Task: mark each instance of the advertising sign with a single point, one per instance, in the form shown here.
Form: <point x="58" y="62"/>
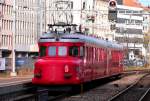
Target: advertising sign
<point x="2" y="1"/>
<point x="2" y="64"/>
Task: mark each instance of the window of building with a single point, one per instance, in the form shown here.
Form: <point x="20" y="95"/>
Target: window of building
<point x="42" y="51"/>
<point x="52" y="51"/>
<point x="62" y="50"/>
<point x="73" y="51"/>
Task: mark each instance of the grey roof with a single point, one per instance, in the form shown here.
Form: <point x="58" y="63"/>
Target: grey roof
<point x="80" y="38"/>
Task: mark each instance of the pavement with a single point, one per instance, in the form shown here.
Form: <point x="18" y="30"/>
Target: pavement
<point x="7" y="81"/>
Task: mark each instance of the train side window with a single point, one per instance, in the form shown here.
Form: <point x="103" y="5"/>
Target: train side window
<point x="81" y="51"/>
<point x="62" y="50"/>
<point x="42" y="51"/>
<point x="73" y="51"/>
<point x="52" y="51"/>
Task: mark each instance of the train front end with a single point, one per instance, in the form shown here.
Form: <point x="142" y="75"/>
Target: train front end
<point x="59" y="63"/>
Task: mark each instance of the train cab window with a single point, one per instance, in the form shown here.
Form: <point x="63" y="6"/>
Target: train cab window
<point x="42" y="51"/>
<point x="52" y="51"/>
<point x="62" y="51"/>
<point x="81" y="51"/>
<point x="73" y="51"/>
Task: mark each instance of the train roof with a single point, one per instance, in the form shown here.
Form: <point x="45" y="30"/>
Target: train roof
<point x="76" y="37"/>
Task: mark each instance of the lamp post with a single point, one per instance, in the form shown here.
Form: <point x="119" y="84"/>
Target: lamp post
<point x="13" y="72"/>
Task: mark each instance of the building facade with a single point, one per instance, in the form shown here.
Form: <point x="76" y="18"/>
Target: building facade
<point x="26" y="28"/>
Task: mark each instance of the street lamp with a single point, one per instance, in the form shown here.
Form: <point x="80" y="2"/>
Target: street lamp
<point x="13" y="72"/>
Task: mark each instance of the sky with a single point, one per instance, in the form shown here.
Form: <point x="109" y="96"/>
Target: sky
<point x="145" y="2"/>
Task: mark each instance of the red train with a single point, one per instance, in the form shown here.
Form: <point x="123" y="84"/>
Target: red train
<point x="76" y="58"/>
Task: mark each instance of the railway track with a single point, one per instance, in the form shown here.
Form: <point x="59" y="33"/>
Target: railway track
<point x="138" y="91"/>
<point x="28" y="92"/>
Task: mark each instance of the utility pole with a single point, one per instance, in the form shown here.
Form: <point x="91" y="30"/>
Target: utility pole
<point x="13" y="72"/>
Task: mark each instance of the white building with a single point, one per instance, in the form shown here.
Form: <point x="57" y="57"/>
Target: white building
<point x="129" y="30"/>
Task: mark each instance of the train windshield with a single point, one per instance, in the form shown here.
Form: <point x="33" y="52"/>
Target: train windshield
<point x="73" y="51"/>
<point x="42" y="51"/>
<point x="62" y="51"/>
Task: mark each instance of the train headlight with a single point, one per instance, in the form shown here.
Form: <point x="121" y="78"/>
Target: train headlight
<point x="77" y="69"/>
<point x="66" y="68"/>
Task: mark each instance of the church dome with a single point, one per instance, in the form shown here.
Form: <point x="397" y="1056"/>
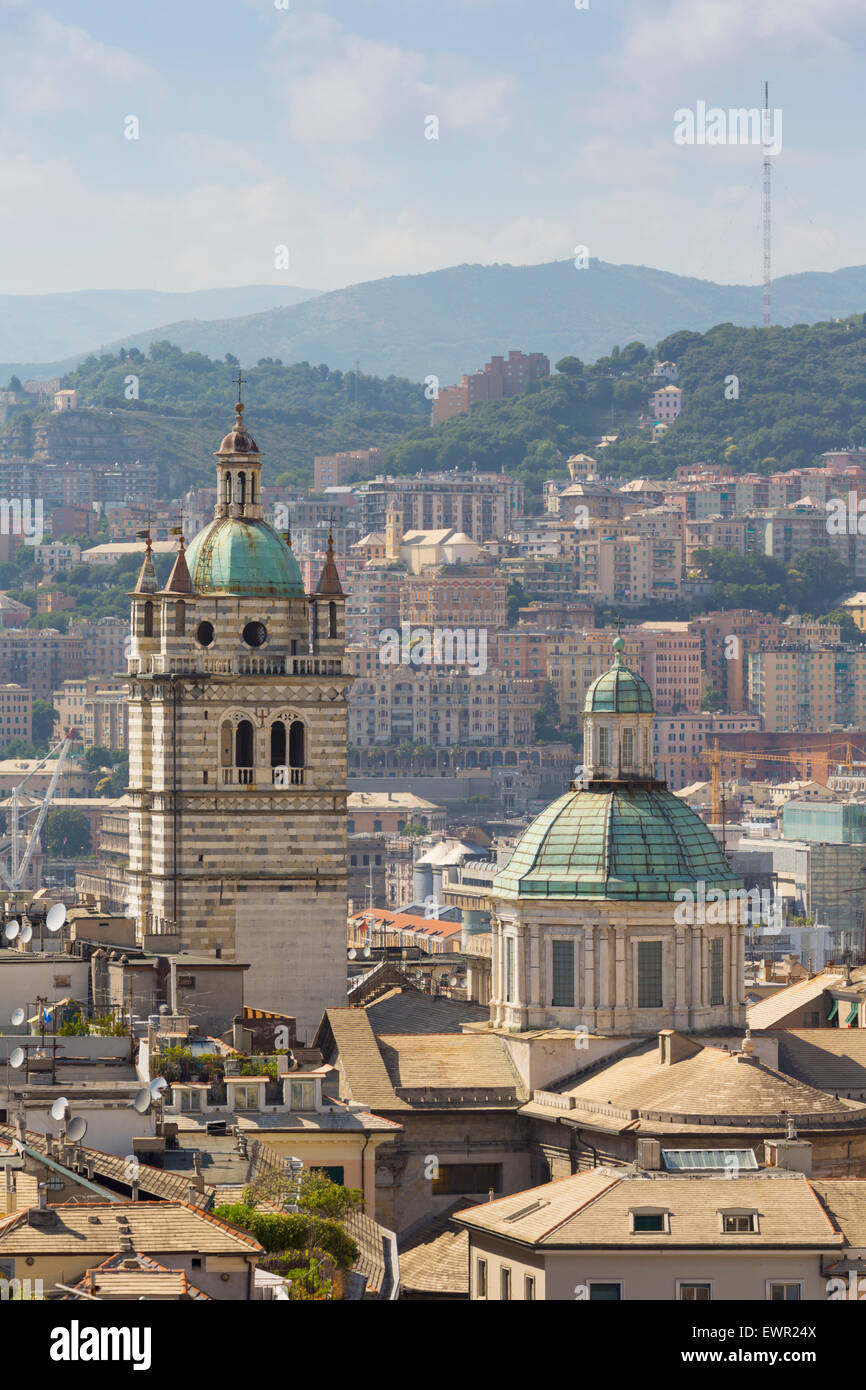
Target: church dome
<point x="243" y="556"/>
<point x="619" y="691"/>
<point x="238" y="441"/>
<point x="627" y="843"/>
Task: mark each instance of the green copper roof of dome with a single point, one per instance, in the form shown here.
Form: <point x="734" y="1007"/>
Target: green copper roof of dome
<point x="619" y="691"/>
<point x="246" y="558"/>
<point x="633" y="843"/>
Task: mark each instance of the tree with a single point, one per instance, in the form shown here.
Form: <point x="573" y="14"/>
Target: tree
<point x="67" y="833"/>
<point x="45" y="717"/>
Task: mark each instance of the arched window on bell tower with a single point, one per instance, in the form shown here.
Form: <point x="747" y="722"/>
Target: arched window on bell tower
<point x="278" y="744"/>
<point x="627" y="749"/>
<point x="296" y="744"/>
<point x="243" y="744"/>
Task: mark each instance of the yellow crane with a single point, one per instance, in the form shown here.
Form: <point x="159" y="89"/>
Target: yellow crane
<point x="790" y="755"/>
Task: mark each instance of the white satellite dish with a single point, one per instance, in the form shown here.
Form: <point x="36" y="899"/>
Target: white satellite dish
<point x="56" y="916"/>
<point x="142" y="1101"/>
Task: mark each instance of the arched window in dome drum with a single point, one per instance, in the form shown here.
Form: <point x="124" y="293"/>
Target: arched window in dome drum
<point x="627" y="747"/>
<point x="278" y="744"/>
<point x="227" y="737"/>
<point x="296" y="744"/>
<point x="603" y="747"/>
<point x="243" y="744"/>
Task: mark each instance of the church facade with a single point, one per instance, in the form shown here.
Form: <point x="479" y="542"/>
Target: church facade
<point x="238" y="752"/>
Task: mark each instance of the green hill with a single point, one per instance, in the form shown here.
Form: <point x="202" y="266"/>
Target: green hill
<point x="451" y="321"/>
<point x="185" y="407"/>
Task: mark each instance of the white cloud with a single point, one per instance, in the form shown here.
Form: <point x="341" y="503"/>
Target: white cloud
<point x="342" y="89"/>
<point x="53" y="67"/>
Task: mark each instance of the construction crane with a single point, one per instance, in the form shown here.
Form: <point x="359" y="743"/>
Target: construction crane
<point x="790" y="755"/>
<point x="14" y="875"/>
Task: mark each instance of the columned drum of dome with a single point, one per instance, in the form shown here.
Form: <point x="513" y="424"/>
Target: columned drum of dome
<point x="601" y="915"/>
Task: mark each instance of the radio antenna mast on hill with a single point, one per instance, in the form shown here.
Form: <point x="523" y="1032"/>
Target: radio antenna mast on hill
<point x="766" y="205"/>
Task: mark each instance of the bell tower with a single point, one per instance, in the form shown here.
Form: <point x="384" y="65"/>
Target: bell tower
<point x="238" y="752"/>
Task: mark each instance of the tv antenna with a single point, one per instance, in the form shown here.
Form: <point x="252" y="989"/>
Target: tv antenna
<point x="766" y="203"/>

*Instruction*
Starting at the line that contains "Task: mark each instance of the white cloud" and stopping after the last line of the records, reproduce every line, requests included. Increase each x and y coordinate in the answer points by 63, and leave the requests and their sample forms unchanged.

*Task solution*
Task: mark each instance of the white cloud with a single point, one per instance, in the form shown here.
Form: <point x="341" y="503"/>
Target: white cloud
<point x="405" y="152"/>
<point x="116" y="130"/>
Task: mark each instance of the construction crane with a single point, one per instance, in the form shown here.
Form: <point x="359" y="743"/>
Target: construction crane
<point x="853" y="818"/>
<point x="77" y="938"/>
Task: mark each instance of the columned drum of dome with a single point, one per instance, in the form shown here.
Form: <point x="513" y="424"/>
Target: columned drum of dome
<point x="664" y="978"/>
Task: mark each instance of the radio antenna mast on hill with a single point, one per instance, in the form shown here.
Form: <point x="523" y="1032"/>
Target: radio antenna mast on hill
<point x="829" y="268"/>
Task: mark each instance of the bell tower with a single point, one per instance, in the form shown here.
Form: <point x="384" y="65"/>
Target: bell tower
<point x="301" y="815"/>
Task: mark each instance of the tv antenna with a single point, one per instance, in the form shown here.
Form: <point x="252" y="989"/>
Target: tv antenna
<point x="829" y="266"/>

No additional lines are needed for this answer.